STATED EXERCISE
Give back every line of the data below word for word, in the same order and with the same line breaks.

RECORDS FOR THIS TASK
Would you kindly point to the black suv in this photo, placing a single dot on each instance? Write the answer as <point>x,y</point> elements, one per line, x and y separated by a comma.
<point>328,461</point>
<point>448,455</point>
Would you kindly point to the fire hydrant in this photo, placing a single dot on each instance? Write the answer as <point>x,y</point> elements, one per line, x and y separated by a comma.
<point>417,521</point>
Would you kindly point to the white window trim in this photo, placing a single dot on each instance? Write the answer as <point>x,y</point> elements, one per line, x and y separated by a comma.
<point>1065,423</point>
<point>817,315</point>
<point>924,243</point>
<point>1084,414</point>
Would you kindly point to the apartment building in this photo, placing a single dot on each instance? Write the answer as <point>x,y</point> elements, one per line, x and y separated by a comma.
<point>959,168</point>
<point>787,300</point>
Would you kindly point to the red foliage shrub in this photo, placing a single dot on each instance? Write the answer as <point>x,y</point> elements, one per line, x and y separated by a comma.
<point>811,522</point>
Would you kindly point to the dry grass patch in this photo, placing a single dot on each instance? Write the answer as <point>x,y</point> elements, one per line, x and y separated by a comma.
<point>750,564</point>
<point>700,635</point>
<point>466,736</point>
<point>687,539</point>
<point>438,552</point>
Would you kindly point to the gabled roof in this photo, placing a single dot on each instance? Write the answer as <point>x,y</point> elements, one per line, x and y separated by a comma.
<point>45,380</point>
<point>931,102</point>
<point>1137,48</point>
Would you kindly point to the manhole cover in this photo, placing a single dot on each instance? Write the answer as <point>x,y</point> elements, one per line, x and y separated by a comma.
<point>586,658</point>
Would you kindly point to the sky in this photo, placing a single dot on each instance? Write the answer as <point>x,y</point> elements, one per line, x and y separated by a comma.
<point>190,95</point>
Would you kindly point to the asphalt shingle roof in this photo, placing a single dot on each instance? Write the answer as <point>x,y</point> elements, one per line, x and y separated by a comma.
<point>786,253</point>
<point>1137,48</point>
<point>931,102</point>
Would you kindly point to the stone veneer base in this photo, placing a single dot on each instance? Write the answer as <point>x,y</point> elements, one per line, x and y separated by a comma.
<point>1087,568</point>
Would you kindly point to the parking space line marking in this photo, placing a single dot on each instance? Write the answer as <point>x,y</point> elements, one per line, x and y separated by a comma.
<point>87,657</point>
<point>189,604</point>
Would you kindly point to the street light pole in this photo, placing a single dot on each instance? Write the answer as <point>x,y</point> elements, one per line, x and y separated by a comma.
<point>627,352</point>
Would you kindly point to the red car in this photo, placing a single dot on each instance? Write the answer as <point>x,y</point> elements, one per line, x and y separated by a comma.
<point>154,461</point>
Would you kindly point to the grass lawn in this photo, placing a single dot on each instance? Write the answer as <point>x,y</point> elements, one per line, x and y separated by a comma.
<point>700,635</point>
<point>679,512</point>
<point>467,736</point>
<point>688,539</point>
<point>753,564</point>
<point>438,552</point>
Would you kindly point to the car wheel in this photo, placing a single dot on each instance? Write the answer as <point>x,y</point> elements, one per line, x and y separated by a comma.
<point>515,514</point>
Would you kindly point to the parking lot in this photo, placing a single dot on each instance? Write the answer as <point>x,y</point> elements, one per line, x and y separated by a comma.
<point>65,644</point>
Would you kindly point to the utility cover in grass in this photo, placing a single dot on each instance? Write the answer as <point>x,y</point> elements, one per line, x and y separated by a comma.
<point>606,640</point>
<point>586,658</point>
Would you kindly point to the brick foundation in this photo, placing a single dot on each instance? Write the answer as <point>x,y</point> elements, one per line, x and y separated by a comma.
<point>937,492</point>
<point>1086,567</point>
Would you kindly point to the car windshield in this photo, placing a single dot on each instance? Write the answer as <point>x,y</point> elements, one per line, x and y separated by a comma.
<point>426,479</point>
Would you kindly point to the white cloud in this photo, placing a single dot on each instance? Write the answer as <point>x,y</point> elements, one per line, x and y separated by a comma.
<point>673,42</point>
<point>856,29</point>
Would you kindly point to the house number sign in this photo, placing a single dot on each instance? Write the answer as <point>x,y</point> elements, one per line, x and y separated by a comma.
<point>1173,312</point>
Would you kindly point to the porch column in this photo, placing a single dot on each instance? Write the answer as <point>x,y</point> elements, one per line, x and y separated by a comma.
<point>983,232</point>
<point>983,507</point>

EXERCISE OUTPUT
Would you kindly point to the black suv in this photo, placing a single dot on each instance? Write the answer as <point>x,y</point> elements, one per line, x and y separated by a comma.
<point>328,461</point>
<point>448,455</point>
Would you kindly point to the fire hydrant in this photo, placing a single dot on each instance? Write the answer as <point>x,y</point> elements, one per line, x and y separated by a comma.
<point>417,521</point>
Would you kindly point to the white window trim in this photo, placing a single dot on each instance? Write the answer as <point>x,y</point> elements, one per line, x and y separated by a comma.
<point>1065,423</point>
<point>817,315</point>
<point>924,243</point>
<point>1084,414</point>
Would you kindly point to the apartment building in this photo, placing a single dot on each instance? Write the answer as <point>x,y</point> elements, one per line, x and y separated by a comma.
<point>959,168</point>
<point>787,300</point>
Would you kindly point to the red foliage shrub in this photo, placing a single dot on each instance? Write the answer as <point>x,y</point> elements, one per line, x and y separated by a comma.
<point>811,522</point>
Would you kindly point to the dry grass patch in this photo, placing a single dot on each instance? Write the answer as <point>x,y</point> elements, one per line, x and y separated by a comma.
<point>750,564</point>
<point>700,635</point>
<point>466,736</point>
<point>687,539</point>
<point>438,552</point>
Would you kindly point to the gabled roof in this photo, placing a single dot on each instance? Write the answer as <point>x,y</point> elements, one per line, x and y separated by a comma.
<point>45,380</point>
<point>931,102</point>
<point>1137,48</point>
Would you kindly point to the manhole cover in this photo, placing a single dot on each instance? Write the answer as <point>x,y</point> elements, one per line, x and y separated by a comma.
<point>586,658</point>
Would you kindly point to the sky in this photo, placing a single dot on each instance? Write the answer as <point>x,y</point> elements, one per line, x and y separated by a comma.
<point>190,95</point>
Would you kindly point to the asphalt shingle roof in this photo, placing a single dot on each instance? Write the answer as <point>x,y</point> elements, one per line, x and y separated by a comma.
<point>786,253</point>
<point>1137,48</point>
<point>931,102</point>
Would you kindly point to the stone veneer base in this photo, placing a single dot on each instance? Write the answer as <point>x,y</point> elements, one per line, x and y separated by a comma.
<point>1087,568</point>
Would you kindly point to the parking space line marking in this photo, placing a single dot on each instance? Write the answer as <point>x,y</point> elements, one per line, x and y separated by a comma.
<point>87,657</point>
<point>189,604</point>
Would you kindly point to the street light pole in this photo, placing a single dot on each instance? Write the answer as <point>x,y</point> elements, one per line, x and y separated by a comma.
<point>627,352</point>
Would you kindly point to the red car in this photo, placing a single dot on each instance? Write the answer as <point>x,y</point> elements, one per line, x and y separated by a comma.
<point>154,461</point>
Would you kindly point to the grass lawn in this photo, placing a single dot on each instance? Write the answer as <point>x,y</point> elements, one per line, x and y separated by a comma.
<point>700,635</point>
<point>679,512</point>
<point>467,736</point>
<point>688,539</point>
<point>753,564</point>
<point>438,552</point>
Would you kindly point to the car wheel in this photo, placing a single dot on each instance? Write the answer as <point>x,y</point> elements, one per line, x and y separated by a comma.
<point>515,514</point>
Would you kindly point to the parking lot in this photo, placing a single dot on each instance? Write the answer as <point>x,y</point> elements, one per line, x and y separated by a comma.
<point>65,644</point>
Would you kindly point to the utility cover in grass in this photo, placing a single dot on each instance? Write the answer as <point>x,y</point> elements, one per line, x and y separated by a comma.
<point>606,640</point>
<point>586,658</point>
Would you kindly point to the brick foundation in this photo, placing a single dot on each instance? Write the answer as <point>x,y</point> elements, one per line, x and y separated by a comma.
<point>937,492</point>
<point>1086,567</point>
Would you kindly point to the car windshield in this photo, placing a single dot on each instance? Write the answer as <point>x,y</point> elements, one per line, x and y separated by a comma.
<point>426,479</point>
Would you kindly point to the white cloud in this photo, placing a single dot on each instance? Write the answer as <point>x,y</point> elements, one per line, x and y separated by a comma.
<point>673,42</point>
<point>856,29</point>
Would you kindly point to the house number sign in this photo, placing a single dot on each instance? Write the answer as <point>x,y</point> elements, one per line, x and y separated by a comma.
<point>1173,312</point>
Would you kindly point to the porch column in this photo, placing a single dot on each instance? Write the answer as <point>x,y</point> elements, one per line, x and y separated by a comma.
<point>983,232</point>
<point>983,507</point>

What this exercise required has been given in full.